:: EXERCISE DETAILS ::
In the sound deadener forum thread below, rewrite the stretch from "That's the site" through "sound deadener first?" with "shop" in place of "store".

:: GIVEN TEXT ::

================

Here is the archive.

http://www.dctra.org/files/1974_TR6_Carpet_Install/Sound_Deadener_Showdown.pdf

It is the old webpage converted to pdf. There is a lot of good info if you read it all, if you just want to get to the meat of the comparison testing, skip to page 22.

I used this info several years ago to make the decision to go with raammat bxt and the ensolite. As far as I can tell it is holding up good. I also used a product from NPD called Heat Shield that is kind of like a foil backed 1/2" thick jute pad that I used on top of the bxt and ensolite in the roof, and between the bxt and ensolite on the firewall.
 
"sigtauenus" said:
Here is the archive.

http://www.dctra.org/files/1974_TR6_Carpet_Install/Sound_Deadener_Showdown.pdf

It is the old webpage converted to pdf. There is a lot of good info if you read it all, if you just want to get to the meat of the comparison testing, skip to page 22.

I used this info several years ago to make the decision to go with raammat bxt and the ensolite. As far as I can tell it is holding up good. I also used a product from NPD called Heat Shield that is kind of like a foil backed 1/2" thick jute pad that I used on top of the bxt and ensolite in the roof, and between the bxt and ensolite on the firewall.


That's the site i used also. I couldn't find it as easily as before. the information is really good if your just starting out with no knowledge of the different brands out there. Thanks for posting that link.
 
"Kats66Pny" said:
That's the stuff I saw at the store and was thinking of using. It was fairly thin though and wasn't sure that was the stuff I was told about. Did you just use one layer of it? Is that all you used was that and then carpet over it, or did you use any kind of spray in sound deadener first?

================

:: INFORMATION SHOWN ::
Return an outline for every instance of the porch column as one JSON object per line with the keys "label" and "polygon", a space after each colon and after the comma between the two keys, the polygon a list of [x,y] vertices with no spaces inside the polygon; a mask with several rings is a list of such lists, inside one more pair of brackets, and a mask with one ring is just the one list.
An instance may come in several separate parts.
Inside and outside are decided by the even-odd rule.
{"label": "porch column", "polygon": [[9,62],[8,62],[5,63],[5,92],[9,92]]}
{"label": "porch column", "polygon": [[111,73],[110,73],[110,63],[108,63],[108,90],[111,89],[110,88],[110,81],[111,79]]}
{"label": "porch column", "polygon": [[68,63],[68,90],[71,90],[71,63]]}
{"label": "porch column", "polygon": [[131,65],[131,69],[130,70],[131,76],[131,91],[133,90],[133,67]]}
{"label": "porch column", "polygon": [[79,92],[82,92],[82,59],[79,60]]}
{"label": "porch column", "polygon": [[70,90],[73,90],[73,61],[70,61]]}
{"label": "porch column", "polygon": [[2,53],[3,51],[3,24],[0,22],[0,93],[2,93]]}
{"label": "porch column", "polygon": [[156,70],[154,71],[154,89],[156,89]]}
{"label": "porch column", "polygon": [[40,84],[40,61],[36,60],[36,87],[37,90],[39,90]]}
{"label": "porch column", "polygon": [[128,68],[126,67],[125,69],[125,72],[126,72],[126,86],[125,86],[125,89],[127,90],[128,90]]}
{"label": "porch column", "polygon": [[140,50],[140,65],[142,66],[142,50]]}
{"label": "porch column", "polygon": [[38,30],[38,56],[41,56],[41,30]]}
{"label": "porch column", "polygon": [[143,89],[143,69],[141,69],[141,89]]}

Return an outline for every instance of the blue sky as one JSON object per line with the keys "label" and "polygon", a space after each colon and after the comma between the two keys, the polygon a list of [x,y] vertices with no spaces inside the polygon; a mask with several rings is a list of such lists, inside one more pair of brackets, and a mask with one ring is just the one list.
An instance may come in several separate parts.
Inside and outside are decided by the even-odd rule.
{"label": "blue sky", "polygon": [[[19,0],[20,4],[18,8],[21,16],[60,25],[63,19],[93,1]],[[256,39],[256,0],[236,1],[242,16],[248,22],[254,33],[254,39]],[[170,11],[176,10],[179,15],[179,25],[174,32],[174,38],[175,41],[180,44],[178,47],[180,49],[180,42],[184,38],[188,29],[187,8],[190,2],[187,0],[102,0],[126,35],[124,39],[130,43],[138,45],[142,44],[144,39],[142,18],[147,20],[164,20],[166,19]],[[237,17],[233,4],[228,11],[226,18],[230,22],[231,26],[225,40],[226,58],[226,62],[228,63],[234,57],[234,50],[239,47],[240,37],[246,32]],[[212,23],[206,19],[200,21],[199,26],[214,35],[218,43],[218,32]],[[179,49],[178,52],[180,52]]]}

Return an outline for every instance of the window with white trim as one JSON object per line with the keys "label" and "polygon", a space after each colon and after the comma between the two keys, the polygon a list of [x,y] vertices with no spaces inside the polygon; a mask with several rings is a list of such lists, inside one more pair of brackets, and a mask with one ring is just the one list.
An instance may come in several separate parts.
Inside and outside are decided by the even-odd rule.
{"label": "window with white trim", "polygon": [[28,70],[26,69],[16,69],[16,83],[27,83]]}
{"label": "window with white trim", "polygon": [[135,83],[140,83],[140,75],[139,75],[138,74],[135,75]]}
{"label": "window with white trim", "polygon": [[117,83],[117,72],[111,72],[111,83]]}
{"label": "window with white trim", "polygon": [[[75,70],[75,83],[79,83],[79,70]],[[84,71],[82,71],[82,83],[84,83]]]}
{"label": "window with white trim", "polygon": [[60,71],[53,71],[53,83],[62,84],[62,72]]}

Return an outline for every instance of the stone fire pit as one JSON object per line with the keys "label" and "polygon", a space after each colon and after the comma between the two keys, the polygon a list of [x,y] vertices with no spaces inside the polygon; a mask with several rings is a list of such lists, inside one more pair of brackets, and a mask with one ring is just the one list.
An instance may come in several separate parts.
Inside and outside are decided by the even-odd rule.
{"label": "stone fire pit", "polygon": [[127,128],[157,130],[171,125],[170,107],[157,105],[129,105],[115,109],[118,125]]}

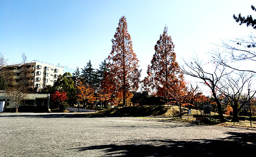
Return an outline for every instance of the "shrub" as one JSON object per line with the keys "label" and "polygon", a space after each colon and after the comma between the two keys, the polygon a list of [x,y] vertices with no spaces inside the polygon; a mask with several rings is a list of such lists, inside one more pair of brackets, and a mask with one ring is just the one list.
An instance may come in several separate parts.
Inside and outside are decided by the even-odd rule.
{"label": "shrub", "polygon": [[246,116],[238,116],[237,119],[238,120],[245,120],[246,117]]}
{"label": "shrub", "polygon": [[162,97],[151,97],[146,100],[147,105],[163,105],[165,104],[165,99]]}
{"label": "shrub", "polygon": [[[246,118],[247,120],[250,120],[250,117]],[[252,116],[252,121],[256,121],[256,116]]]}
{"label": "shrub", "polygon": [[64,111],[66,109],[66,108],[69,106],[68,104],[66,102],[63,102],[60,103],[60,109]]}

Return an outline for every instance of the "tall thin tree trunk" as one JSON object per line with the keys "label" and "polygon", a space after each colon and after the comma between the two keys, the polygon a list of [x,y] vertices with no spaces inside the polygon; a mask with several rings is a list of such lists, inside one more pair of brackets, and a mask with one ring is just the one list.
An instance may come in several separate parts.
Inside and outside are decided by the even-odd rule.
{"label": "tall thin tree trunk", "polygon": [[222,114],[222,110],[221,109],[221,102],[220,102],[219,99],[217,97],[216,94],[214,92],[214,91],[212,91],[212,96],[213,96],[213,97],[214,98],[215,102],[216,102],[216,103],[217,103],[217,106],[218,106],[218,109],[219,112],[219,118],[221,120],[221,122],[225,122],[224,116],[223,116],[223,114]]}

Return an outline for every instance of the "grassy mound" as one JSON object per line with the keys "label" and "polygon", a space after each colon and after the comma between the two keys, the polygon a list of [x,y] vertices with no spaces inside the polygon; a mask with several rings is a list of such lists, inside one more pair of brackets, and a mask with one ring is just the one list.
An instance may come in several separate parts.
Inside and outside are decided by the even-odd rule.
{"label": "grassy mound", "polygon": [[[174,116],[178,115],[179,109],[174,106]],[[108,116],[173,116],[172,106],[166,105],[135,106],[110,108],[99,111],[92,115]]]}

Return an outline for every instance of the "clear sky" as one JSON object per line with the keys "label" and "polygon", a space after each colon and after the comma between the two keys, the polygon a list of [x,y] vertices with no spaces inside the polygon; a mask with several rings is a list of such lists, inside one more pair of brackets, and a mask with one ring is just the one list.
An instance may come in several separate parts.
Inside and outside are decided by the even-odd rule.
{"label": "clear sky", "polygon": [[255,15],[255,0],[0,0],[0,52],[8,63],[39,60],[71,68],[93,67],[111,52],[119,20],[125,16],[142,76],[154,46],[168,27],[177,60],[204,54],[221,40],[255,31],[240,26],[233,15]]}

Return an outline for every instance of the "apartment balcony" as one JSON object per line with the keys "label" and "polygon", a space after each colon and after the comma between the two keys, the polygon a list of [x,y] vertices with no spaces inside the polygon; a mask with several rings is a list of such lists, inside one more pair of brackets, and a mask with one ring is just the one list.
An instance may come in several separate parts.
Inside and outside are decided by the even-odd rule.
{"label": "apartment balcony", "polygon": [[29,83],[32,83],[34,82],[34,80],[29,80]]}
{"label": "apartment balcony", "polygon": [[17,76],[17,75],[14,75],[13,76],[13,78],[14,78],[15,79],[18,79],[20,78],[20,76]]}
{"label": "apartment balcony", "polygon": [[18,73],[20,72],[20,71],[18,69],[10,70],[8,70],[8,71],[10,73]]}
{"label": "apartment balcony", "polygon": [[13,84],[14,85],[18,85],[20,84],[22,82],[22,80],[20,80],[19,82],[15,82]]}
{"label": "apartment balcony", "polygon": [[29,70],[35,70],[35,67],[32,67],[29,68]]}
{"label": "apartment balcony", "polygon": [[29,76],[35,76],[35,73],[30,73],[29,74]]}

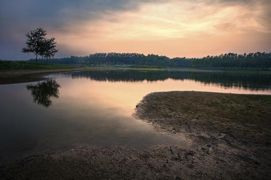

================

:: WRITTEN SOLUTION ::
That's the site i used also. I couldn't find it as easily as before. the information is really good if your just starting out with no knowledge of the different brands out there. Thanks for posting that link.
 
"Kats66Pny" said:
That's the stuff I saw at the shop and was thinking of using. It was fairly thin though and wasn't sure that was the stuff I was told about. Did you just use one layer of it? Is that all you used was that and then carpet over it, or did you use any kind of spray in sound deadener first?